| TASK GOAL |
Copy the listing below word for word, all of it.

◇ ◇ ◇

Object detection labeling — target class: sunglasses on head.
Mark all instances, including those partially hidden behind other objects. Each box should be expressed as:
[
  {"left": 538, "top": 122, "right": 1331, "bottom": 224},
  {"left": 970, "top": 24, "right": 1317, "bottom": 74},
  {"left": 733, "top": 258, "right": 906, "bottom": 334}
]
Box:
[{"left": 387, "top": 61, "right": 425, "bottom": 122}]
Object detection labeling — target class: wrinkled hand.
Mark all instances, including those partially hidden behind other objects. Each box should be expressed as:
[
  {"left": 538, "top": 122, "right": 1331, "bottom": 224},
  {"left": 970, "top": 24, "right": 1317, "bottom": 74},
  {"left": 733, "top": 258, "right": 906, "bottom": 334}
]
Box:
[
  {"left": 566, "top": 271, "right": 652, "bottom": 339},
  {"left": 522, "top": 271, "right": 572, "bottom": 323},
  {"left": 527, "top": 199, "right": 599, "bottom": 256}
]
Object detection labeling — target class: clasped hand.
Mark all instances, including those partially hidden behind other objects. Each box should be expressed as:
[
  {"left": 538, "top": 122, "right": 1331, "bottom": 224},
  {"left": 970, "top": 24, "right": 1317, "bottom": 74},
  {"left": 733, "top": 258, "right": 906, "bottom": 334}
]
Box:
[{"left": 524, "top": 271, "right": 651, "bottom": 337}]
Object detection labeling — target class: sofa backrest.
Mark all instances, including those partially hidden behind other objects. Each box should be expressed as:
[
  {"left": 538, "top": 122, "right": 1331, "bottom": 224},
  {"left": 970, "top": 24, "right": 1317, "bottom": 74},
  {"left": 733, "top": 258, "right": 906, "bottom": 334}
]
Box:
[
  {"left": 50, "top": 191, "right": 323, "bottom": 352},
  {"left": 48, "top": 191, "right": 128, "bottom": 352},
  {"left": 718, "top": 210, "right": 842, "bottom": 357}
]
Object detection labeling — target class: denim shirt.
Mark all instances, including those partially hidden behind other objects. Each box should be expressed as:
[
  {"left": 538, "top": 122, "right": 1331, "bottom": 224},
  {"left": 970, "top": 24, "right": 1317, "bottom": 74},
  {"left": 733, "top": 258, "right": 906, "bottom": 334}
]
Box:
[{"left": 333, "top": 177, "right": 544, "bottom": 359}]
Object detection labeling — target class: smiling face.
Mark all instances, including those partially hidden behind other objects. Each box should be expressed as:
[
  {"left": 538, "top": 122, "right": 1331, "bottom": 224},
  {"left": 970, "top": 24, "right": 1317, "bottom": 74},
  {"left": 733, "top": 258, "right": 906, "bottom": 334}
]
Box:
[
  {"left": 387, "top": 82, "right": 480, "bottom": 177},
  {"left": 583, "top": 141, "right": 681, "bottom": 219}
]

◇ ◇ ◇

| TASK OUTPUT |
Object detection labeling — target class: sunglasses on head.
Mark all instances, including those partially hidden behind other objects. Each box should be expressed as:
[
  {"left": 538, "top": 122, "right": 1331, "bottom": 224},
  {"left": 970, "top": 24, "right": 1317, "bottom": 74},
  {"left": 733, "top": 258, "right": 906, "bottom": 334}
]
Box:
[{"left": 387, "top": 61, "right": 425, "bottom": 122}]
Object detection labeling — target class: wrinkled hand.
Mark all instances, including those partially hidden behind other objects. Each box should be expressed as:
[
  {"left": 538, "top": 122, "right": 1331, "bottom": 224},
  {"left": 970, "top": 24, "right": 1317, "bottom": 74},
  {"left": 733, "top": 258, "right": 906, "bottom": 334}
]
Box:
[
  {"left": 566, "top": 271, "right": 652, "bottom": 339},
  {"left": 522, "top": 271, "right": 572, "bottom": 323},
  {"left": 527, "top": 199, "right": 599, "bottom": 256}
]
Object detection labeling — target class: clasped hand.
Mark all instances, including those partially hidden behind other objects. Each box should be expressed as:
[
  {"left": 538, "top": 122, "right": 1331, "bottom": 224},
  {"left": 970, "top": 24, "right": 1317, "bottom": 74},
  {"left": 733, "top": 258, "right": 906, "bottom": 334}
]
Box:
[{"left": 524, "top": 271, "right": 651, "bottom": 337}]
Object detection labeling — target class: sofa backrest.
Mark all instances, including those partially hidden behind other objects. Each box should be expressed as:
[
  {"left": 538, "top": 122, "right": 1331, "bottom": 224},
  {"left": 970, "top": 24, "right": 1317, "bottom": 74},
  {"left": 733, "top": 258, "right": 906, "bottom": 334}
]
Box:
[
  {"left": 50, "top": 191, "right": 323, "bottom": 352},
  {"left": 48, "top": 191, "right": 128, "bottom": 352},
  {"left": 718, "top": 210, "right": 842, "bottom": 357}
]
Object detection labeling — target class: denim shirt.
Mark all instances, including those partially hidden behind other objects. Each box should be expressed as:
[
  {"left": 538, "top": 122, "right": 1331, "bottom": 224},
  {"left": 970, "top": 24, "right": 1317, "bottom": 74},
  {"left": 733, "top": 258, "right": 906, "bottom": 334}
]
Box:
[{"left": 333, "top": 177, "right": 544, "bottom": 359}]
Object detection labeling — target class: smiling face.
Mark all instances, including those partially hidden behind other objects. Each box should be expressed as:
[
  {"left": 538, "top": 122, "right": 1331, "bottom": 224},
  {"left": 970, "top": 24, "right": 1317, "bottom": 74},
  {"left": 733, "top": 258, "right": 906, "bottom": 334}
]
Box:
[
  {"left": 387, "top": 82, "right": 480, "bottom": 177},
  {"left": 583, "top": 141, "right": 681, "bottom": 219}
]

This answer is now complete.